[Start of section]

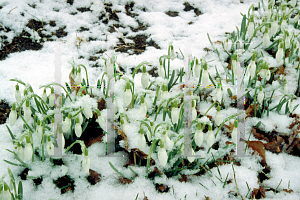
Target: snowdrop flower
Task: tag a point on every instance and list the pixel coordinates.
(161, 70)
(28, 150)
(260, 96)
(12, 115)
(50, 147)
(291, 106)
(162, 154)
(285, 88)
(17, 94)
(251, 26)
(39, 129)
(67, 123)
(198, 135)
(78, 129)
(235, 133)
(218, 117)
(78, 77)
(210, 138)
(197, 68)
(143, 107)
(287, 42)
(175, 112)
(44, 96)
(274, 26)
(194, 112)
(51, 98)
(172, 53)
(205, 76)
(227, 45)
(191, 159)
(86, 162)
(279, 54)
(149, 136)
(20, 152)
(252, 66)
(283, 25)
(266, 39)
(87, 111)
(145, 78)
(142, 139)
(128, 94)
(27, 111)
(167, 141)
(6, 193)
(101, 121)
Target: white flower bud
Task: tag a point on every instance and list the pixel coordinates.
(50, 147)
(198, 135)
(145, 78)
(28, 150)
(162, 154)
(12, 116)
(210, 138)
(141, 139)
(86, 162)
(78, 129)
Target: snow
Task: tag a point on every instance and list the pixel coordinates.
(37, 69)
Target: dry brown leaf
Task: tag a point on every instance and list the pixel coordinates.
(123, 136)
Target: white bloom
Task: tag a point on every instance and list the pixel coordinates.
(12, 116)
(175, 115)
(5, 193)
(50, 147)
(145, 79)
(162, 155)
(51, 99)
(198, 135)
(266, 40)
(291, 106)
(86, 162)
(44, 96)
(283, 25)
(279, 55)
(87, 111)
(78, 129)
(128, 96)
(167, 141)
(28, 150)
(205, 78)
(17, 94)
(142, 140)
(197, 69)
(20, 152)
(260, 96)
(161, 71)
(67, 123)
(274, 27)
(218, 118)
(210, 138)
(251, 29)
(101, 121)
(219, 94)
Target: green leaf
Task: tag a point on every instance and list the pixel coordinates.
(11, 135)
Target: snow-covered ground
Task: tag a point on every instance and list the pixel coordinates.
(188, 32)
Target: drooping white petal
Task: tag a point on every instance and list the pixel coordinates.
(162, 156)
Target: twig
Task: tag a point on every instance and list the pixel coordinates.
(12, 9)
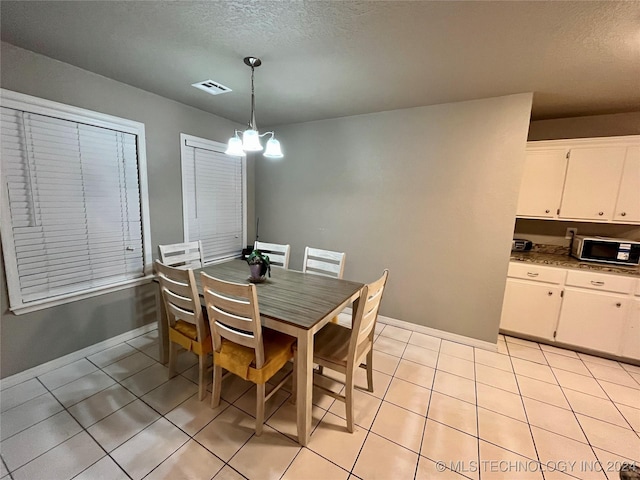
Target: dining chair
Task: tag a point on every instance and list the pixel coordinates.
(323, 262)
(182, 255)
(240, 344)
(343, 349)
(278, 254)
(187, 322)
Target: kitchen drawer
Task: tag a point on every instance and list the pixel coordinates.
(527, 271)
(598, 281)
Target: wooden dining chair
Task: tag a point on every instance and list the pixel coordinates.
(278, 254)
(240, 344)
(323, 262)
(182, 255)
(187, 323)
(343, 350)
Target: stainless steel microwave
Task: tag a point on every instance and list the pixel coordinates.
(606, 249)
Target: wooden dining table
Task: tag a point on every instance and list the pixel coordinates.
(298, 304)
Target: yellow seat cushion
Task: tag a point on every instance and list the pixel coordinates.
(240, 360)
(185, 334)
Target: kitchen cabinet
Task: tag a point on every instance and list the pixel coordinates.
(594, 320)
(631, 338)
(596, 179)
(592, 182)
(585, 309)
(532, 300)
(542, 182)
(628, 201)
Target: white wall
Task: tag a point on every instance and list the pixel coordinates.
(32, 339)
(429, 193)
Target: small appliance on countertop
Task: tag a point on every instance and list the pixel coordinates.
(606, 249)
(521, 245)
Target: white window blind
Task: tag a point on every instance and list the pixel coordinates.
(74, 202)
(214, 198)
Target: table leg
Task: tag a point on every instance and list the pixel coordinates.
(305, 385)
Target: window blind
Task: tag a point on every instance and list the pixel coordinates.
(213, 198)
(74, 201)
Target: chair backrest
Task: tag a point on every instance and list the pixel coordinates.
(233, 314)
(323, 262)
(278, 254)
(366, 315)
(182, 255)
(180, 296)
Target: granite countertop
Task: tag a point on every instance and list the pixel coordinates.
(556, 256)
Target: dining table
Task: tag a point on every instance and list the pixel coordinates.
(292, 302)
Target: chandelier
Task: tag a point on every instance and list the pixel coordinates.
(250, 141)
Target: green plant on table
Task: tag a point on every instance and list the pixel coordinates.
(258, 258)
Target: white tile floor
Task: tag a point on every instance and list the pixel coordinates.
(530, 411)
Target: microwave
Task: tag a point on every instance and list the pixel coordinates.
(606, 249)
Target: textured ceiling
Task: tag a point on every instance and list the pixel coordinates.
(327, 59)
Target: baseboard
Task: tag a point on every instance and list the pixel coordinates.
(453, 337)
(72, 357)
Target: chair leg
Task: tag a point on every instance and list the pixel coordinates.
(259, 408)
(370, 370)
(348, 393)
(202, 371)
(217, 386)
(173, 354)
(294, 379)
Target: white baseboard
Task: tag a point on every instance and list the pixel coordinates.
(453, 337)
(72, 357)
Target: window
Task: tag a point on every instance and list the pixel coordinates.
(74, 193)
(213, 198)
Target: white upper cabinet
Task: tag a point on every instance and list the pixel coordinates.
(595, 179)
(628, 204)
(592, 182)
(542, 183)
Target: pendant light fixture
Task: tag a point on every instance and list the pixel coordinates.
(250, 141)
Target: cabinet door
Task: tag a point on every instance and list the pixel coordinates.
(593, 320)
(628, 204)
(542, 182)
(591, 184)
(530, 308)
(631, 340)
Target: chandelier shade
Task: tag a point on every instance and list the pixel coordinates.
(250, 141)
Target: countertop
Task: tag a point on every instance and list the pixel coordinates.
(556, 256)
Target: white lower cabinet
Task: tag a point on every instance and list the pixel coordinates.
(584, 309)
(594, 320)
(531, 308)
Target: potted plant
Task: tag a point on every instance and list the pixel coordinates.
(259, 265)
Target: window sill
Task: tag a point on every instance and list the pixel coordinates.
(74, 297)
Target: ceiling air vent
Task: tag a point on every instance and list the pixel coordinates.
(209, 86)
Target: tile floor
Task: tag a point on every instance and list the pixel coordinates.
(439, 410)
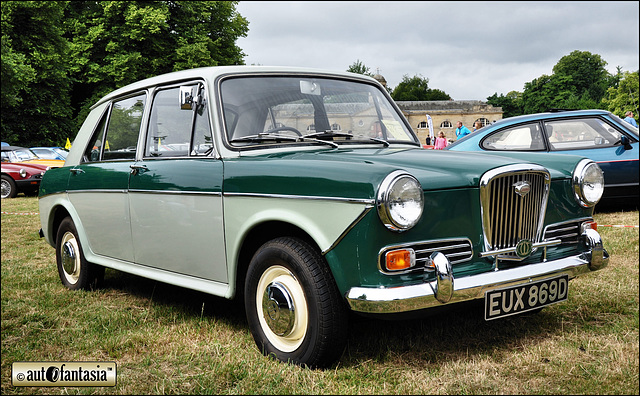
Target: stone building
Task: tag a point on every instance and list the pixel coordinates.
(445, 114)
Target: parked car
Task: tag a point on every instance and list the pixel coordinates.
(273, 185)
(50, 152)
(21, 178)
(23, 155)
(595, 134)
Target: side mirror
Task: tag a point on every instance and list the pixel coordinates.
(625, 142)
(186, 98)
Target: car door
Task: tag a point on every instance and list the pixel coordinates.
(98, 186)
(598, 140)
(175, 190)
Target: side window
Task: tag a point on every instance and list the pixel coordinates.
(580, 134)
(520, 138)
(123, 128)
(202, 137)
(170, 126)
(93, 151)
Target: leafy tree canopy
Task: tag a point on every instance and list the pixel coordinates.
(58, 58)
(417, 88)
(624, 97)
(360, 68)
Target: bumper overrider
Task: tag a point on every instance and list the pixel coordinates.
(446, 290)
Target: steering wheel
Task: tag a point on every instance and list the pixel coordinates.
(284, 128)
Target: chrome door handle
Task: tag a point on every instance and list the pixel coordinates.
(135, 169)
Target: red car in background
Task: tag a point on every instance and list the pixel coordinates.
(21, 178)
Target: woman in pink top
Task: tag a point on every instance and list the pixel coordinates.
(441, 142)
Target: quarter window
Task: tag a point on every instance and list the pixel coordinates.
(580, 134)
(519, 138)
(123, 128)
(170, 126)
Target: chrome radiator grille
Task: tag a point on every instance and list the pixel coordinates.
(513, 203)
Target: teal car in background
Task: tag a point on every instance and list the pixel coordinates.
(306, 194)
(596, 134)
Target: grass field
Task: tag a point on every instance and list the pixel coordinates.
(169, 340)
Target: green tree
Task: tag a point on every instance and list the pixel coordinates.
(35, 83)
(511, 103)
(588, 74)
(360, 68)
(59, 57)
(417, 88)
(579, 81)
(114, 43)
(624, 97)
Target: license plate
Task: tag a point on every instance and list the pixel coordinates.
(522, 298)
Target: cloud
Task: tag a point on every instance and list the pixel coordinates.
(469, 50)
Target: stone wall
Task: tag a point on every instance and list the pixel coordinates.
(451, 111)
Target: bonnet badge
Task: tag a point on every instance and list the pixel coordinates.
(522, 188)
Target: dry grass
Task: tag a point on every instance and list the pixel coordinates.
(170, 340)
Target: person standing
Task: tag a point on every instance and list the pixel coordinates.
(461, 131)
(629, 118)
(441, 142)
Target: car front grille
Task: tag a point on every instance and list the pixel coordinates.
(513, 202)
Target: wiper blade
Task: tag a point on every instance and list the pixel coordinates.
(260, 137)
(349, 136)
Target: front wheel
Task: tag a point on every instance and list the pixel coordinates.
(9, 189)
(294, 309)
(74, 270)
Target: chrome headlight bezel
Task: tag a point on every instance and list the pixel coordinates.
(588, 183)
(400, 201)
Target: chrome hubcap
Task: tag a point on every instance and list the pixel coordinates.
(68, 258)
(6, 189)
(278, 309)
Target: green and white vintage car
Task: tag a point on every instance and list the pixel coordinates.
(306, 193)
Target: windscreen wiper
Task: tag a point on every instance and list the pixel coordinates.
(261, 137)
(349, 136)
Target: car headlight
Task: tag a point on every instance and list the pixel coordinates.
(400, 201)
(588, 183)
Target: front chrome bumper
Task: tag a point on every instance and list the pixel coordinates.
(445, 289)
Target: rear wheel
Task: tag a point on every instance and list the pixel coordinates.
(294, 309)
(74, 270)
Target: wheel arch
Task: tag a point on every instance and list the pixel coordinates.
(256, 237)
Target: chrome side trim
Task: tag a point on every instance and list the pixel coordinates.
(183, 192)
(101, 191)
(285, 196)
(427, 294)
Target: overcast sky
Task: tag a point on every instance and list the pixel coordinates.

[End of section]

Take from the material above every line that includes the word "countertop".

### Answer to the exercise
Target: small appliance on countertop
Target: granite countertop
Target: countertop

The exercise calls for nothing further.